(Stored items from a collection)

⟨

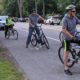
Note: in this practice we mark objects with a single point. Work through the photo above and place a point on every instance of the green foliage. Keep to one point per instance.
(50, 6)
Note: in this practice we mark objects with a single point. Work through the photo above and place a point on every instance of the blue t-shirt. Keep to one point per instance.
(70, 24)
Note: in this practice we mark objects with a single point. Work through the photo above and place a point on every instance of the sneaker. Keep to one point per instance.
(26, 46)
(68, 72)
(78, 54)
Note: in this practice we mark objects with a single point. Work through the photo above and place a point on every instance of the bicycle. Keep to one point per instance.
(12, 33)
(35, 38)
(61, 35)
(74, 54)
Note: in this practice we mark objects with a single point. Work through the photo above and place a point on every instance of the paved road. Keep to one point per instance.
(39, 64)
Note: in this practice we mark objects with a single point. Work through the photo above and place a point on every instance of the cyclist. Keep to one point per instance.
(69, 23)
(33, 20)
(9, 24)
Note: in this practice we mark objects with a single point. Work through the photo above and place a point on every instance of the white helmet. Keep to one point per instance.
(70, 7)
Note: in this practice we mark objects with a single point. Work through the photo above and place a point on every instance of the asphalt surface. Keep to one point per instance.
(39, 64)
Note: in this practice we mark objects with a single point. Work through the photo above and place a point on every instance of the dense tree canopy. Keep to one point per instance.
(22, 8)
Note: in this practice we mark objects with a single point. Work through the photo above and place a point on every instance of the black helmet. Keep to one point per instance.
(70, 7)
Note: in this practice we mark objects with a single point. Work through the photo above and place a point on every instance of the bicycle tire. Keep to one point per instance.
(8, 34)
(15, 34)
(61, 36)
(61, 59)
(45, 41)
(33, 40)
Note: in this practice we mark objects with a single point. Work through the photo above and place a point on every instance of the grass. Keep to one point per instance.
(7, 71)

⟩

Task to complete: Render every line of the data above as a Markdown table with the columns "Row" and "Data line," numbering the rows and leaving out blank lines and pictures.

Expected answer:
| Row | Data line |
|---|---|
| 1 | Note: in this practice we mark objects with a single point. Work through the photo above and place a point on every instance of the green foliage. Keep to one point per instance. |
| 2 | (50, 6) |
| 3 | Note: in this practice we mark objects with a single point. Work through the photo above and place a point on every instance of the blue t-shirt. Keep to one point per instance. |
| 4 | (70, 24) |
| 5 | Note: in this practice we mark objects with a single point. Work through the photo above and place a point on every instance of the sneaker. Keep to one point per instance. |
| 6 | (26, 46) |
| 7 | (68, 72) |
| 8 | (78, 54) |
| 9 | Note: in this practice we mark objects with a single point. Work through the photo above and place a point on every instance of the bicycle. Keep to one point per instance. |
| 10 | (12, 33) |
| 11 | (35, 38) |
| 12 | (61, 35) |
| 13 | (74, 54) |
| 14 | Note: in this practice we mark objects with a single point. Work through the photo above and place a point on every instance of the paved road. Keep to one point per instance. |
| 15 | (39, 64) |
| 16 | Note: in this practice we mark objects with a single point. Work through the photo above and place a point on every instance of the cyclist. Keep to one point per instance. |
| 17 | (69, 23) |
| 18 | (33, 20) |
| 19 | (9, 24) |
| 20 | Note: in this practice we mark objects with a single point. Work through the photo above and place a point on every instance of the white helmet. Keep to one point per instance. |
| 21 | (70, 7) |
| 22 | Note: in this practice we mark objects with a single point. Work through the photo above and place a point on every instance of the asphalt surface. Keep to one point per instance. |
| 23 | (39, 64) |
| 24 | Note: in this practice we mark objects with a single point. Work through the photo above and place a point on every instance of the dense tree canopy. Keep to one point per instance. |
| 25 | (22, 8) |
| 26 | Note: in this practice we mark objects with a single point. Work through the photo above and place a point on every instance of the black helmet. Keep to one point per instance. |
| 27 | (70, 7) |
| 28 | Note: in this practice we mark objects with a single point. Work through the photo above and place a point on every instance of the bicycle tire. Keep to one point per instance. |
| 29 | (8, 34) |
| 30 | (15, 34) |
| 31 | (61, 36) |
| 32 | (61, 59) |
| 33 | (45, 41) |
| 34 | (33, 40) |
| 35 | Note: in this practice we mark objects with a single point. Work through the photo above and place a point on every instance of the grass. Keep to one point per instance. |
| 36 | (7, 71) |